:: Description of the task ::
Restate the records in their entirety, word for word.

[Items from a dataset]
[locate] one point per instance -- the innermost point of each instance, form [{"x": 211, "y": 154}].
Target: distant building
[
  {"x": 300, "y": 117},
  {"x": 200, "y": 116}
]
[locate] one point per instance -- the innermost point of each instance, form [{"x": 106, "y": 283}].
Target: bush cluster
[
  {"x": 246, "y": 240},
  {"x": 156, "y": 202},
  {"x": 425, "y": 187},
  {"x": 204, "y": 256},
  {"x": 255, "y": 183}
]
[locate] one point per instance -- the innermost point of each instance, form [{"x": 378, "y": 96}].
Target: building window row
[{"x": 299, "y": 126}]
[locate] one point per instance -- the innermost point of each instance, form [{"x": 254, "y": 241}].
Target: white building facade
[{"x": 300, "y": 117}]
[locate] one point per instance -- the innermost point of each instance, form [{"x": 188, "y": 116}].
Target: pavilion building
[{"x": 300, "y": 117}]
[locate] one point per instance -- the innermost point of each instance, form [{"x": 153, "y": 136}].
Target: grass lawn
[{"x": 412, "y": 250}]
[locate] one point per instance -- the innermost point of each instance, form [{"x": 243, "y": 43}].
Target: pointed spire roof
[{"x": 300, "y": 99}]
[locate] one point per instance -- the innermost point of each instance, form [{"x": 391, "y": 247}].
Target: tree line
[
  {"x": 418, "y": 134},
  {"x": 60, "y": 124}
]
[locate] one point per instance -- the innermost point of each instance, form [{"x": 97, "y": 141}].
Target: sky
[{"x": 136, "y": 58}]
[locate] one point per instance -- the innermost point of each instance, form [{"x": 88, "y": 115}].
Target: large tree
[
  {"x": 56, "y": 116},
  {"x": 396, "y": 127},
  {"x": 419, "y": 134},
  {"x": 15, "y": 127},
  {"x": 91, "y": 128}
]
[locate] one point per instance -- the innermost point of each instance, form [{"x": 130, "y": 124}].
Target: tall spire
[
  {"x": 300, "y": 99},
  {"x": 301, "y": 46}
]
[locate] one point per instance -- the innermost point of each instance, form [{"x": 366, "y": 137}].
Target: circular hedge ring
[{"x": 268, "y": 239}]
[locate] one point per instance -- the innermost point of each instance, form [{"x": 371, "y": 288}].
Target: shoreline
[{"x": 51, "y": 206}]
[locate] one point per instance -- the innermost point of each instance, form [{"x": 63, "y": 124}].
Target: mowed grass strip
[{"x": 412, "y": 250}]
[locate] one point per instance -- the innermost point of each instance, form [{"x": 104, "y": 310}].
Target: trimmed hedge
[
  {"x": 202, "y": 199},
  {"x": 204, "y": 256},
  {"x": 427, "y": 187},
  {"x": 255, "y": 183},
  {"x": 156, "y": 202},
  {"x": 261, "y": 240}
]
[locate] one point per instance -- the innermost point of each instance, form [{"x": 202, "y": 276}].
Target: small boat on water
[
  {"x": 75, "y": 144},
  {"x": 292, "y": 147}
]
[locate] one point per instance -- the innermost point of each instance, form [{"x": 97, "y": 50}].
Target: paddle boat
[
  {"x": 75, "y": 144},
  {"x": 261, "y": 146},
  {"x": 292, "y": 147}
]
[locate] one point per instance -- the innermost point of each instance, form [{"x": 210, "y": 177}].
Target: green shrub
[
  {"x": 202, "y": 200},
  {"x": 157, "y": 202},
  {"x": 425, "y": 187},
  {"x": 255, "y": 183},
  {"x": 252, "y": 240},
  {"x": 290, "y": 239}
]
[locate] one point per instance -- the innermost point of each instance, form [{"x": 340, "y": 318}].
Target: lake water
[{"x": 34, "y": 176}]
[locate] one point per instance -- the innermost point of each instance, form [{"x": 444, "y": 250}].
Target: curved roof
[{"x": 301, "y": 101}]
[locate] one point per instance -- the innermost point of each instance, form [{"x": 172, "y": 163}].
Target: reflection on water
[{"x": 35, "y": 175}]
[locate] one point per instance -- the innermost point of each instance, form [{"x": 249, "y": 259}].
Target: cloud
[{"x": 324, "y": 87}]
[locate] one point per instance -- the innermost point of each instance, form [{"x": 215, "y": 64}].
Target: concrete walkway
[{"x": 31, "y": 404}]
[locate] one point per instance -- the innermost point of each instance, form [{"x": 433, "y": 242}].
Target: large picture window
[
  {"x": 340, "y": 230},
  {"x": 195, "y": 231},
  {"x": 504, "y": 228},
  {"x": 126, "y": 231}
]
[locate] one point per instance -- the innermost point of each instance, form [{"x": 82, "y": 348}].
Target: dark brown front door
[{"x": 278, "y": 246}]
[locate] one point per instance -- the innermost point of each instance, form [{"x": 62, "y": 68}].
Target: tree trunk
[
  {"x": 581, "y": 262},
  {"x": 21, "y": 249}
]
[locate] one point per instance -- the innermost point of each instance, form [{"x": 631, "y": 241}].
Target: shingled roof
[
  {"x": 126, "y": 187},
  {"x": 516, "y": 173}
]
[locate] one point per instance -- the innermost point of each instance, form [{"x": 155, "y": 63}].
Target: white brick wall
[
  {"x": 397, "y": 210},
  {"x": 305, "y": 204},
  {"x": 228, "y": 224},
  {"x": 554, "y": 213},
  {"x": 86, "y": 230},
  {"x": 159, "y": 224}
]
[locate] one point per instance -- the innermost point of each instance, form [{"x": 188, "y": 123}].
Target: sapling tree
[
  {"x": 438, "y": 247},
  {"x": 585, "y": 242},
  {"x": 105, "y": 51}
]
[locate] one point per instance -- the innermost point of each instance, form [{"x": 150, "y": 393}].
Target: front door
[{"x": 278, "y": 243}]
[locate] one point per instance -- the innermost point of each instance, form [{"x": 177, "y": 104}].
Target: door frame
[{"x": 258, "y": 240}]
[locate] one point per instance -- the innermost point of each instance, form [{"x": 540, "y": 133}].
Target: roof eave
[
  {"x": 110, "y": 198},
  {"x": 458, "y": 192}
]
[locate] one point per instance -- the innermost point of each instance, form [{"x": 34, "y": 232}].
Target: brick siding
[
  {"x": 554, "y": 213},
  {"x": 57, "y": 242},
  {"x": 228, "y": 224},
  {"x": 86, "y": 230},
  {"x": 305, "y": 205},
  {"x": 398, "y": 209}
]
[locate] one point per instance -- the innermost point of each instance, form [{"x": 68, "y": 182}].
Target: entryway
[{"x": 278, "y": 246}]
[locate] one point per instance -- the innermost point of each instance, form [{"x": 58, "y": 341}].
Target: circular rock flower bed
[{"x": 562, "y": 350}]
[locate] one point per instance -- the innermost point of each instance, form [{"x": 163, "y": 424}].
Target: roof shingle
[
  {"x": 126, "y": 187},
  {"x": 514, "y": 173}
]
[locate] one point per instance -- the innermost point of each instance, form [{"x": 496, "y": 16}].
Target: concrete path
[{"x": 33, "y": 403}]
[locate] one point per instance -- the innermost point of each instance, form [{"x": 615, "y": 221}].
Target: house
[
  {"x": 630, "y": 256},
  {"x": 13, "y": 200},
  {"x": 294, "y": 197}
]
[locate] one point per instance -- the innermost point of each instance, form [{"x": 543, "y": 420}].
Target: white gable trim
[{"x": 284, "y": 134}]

:: Task answer ::
[locate] one point per instance -- the innermost point of each instance, form [{"x": 211, "y": 154}].
Target: distant building
[
  {"x": 300, "y": 117},
  {"x": 200, "y": 116}
]
[locate] one point per instance -- the innermost point of each instance, form [{"x": 106, "y": 283}].
Target: bush cluster
[
  {"x": 246, "y": 240},
  {"x": 156, "y": 202},
  {"x": 425, "y": 187},
  {"x": 204, "y": 256},
  {"x": 255, "y": 183}
]
[locate] one point per instance -- the innermost point of each instance, form [{"x": 378, "y": 96}].
Target: building window row
[{"x": 299, "y": 126}]
[locate] one point per instance -- the innermost point of each instance, form [{"x": 254, "y": 241}].
Target: white building facade
[{"x": 300, "y": 117}]
[locate] one point per instance -- the innermost point of each instance, form [{"x": 188, "y": 116}].
Target: pavilion building
[{"x": 300, "y": 117}]
[locate] one point per instance -- the innermost point of each instance, form [{"x": 153, "y": 136}].
Target: grass lawn
[{"x": 412, "y": 250}]
[locate] one point per instance -- the innermost point of each instance, form [{"x": 243, "y": 43}].
Target: pointed spire roof
[{"x": 300, "y": 99}]
[locate] one point per instance -- the innermost point of each instance, form [{"x": 391, "y": 247}].
Target: tree line
[
  {"x": 418, "y": 134},
  {"x": 60, "y": 124}
]
[locate] one point per instance -- the innermost point of each instance, form [{"x": 97, "y": 141}].
Target: sky
[{"x": 136, "y": 58}]
[locate] one point per instance -- the innermost point of each instance, form [{"x": 88, "y": 115}].
Target: large tree
[
  {"x": 56, "y": 116},
  {"x": 396, "y": 127},
  {"x": 419, "y": 134},
  {"x": 15, "y": 127},
  {"x": 91, "y": 128}
]
[locate] one point per instance -- the innermost point of each instance, form [{"x": 130, "y": 124}].
Target: tall spire
[
  {"x": 300, "y": 99},
  {"x": 301, "y": 46}
]
[locate] one point per instance -- the innermost point of each instance, form [{"x": 366, "y": 137}].
Target: circular hedge ring
[{"x": 268, "y": 239}]
[locate] one point per instance -- the innermost point of each instance, form [{"x": 371, "y": 288}].
Target: shoreline
[{"x": 51, "y": 206}]
[locate] one point per instance -- the innermost point of each instance, form [{"x": 63, "y": 124}].
Target: mowed grass strip
[{"x": 412, "y": 250}]
[locate] one point per instance -- the innermost point of each instance, form [{"x": 104, "y": 310}].
Target: trimmed hedge
[
  {"x": 202, "y": 199},
  {"x": 204, "y": 256},
  {"x": 427, "y": 187},
  {"x": 255, "y": 183},
  {"x": 156, "y": 202},
  {"x": 261, "y": 240}
]
[locate] one point per instance -- the innermost point of each instance, form [{"x": 202, "y": 276}].
Target: small boat on water
[
  {"x": 75, "y": 144},
  {"x": 292, "y": 147}
]
[locate] one point per instance -- the innermost point of each instance, form [{"x": 97, "y": 50}].
Target: paddle boat
[
  {"x": 75, "y": 144},
  {"x": 261, "y": 146},
  {"x": 292, "y": 147}
]
[locate] one point per instance -- the innermost point of each instance, form [{"x": 210, "y": 177}].
Target: green shrub
[
  {"x": 202, "y": 200},
  {"x": 157, "y": 202},
  {"x": 425, "y": 187},
  {"x": 255, "y": 183},
  {"x": 252, "y": 240},
  {"x": 290, "y": 239}
]
[locate] one point per instance -- the innermost point of each instance, form [{"x": 340, "y": 318}].
Target: lake water
[{"x": 34, "y": 176}]
[locate] one point per instance -- the innermost point of each instance, form [{"x": 444, "y": 250}].
Target: curved roof
[{"x": 301, "y": 101}]
[locate] one point per instance -- the innermost point of each instance, form [{"x": 172, "y": 163}].
Target: reflection on water
[{"x": 35, "y": 175}]
[locate] one point per instance -- the innermost point of each instance, form [{"x": 249, "y": 259}].
Target: cloud
[{"x": 324, "y": 87}]
[locate] one point per instance -- the innermost point of each instance, form [{"x": 215, "y": 64}].
Target: concrete walkway
[{"x": 31, "y": 404}]
[locate] one point per instance -- the innermost point of each instance, form [{"x": 433, "y": 242}].
Target: large picture window
[
  {"x": 340, "y": 230},
  {"x": 195, "y": 231},
  {"x": 504, "y": 228},
  {"x": 126, "y": 231}
]
[locate] one point per instance -- the innermost point of each instance, form [{"x": 82, "y": 348}].
Target: dark brown front door
[{"x": 278, "y": 246}]
[locate] one point per instance -- the innermost point of each instance, form [{"x": 62, "y": 68}].
Target: tree trunk
[
  {"x": 581, "y": 262},
  {"x": 21, "y": 249}
]
[locate] one point per instance -- the innermost point of each instance, form [{"x": 631, "y": 241}].
Target: shingled roof
[
  {"x": 126, "y": 187},
  {"x": 516, "y": 173}
]
[locate] one point per instance -- the innermost point of each instance, form [{"x": 155, "y": 63}].
Target: white brick wall
[
  {"x": 397, "y": 210},
  {"x": 305, "y": 204},
  {"x": 228, "y": 224},
  {"x": 554, "y": 213},
  {"x": 86, "y": 230},
  {"x": 159, "y": 224}
]
[locate] one point per instance -- the innermost point of each instance, form [{"x": 188, "y": 123}].
Target: sapling tree
[
  {"x": 438, "y": 247},
  {"x": 585, "y": 242},
  {"x": 105, "y": 51}
]
[locate] one point per instance -- the innermost point of each instance, form [{"x": 150, "y": 393}].
Target: front door
[{"x": 278, "y": 243}]
[locate] one point per instance -- the innermost point of each instance, form [{"x": 177, "y": 104}].
Target: door frame
[{"x": 258, "y": 240}]
[locate] one point per instance -- the innermost point of each instance, form [{"x": 540, "y": 133}].
Target: roof eave
[
  {"x": 110, "y": 198},
  {"x": 458, "y": 192}
]
[locate] one point per instance -- the innermost point of each instance, form [{"x": 34, "y": 232}].
Target: brick siding
[
  {"x": 554, "y": 213},
  {"x": 57, "y": 242},
  {"x": 228, "y": 224},
  {"x": 86, "y": 230},
  {"x": 305, "y": 205},
  {"x": 398, "y": 209}
]
[locate] one point per instance -- the innermost point of each instance, form [{"x": 68, "y": 182}].
Target: entryway
[{"x": 278, "y": 246}]
[locate] one point per instance -- the innermost point of each instance, form [{"x": 58, "y": 341}].
Target: circular rock flower bed
[{"x": 562, "y": 350}]
[locate] one point per instance -- the innermost point of each instance, form [{"x": 163, "y": 424}].
Target: roof shingle
[
  {"x": 126, "y": 187},
  {"x": 514, "y": 173}
]
[locate] one point per instance -- the innermost point of each instance, form [{"x": 496, "y": 16}].
Target: concrete path
[{"x": 33, "y": 403}]
[locate] one point per instance -- the innermost point of each instance, form [{"x": 615, "y": 221}].
Target: house
[
  {"x": 630, "y": 256},
  {"x": 13, "y": 200},
  {"x": 294, "y": 197}
]
[locate] one point per instance -- the innermost point of each instance, form [{"x": 543, "y": 420}].
Target: white gable trim
[{"x": 284, "y": 134}]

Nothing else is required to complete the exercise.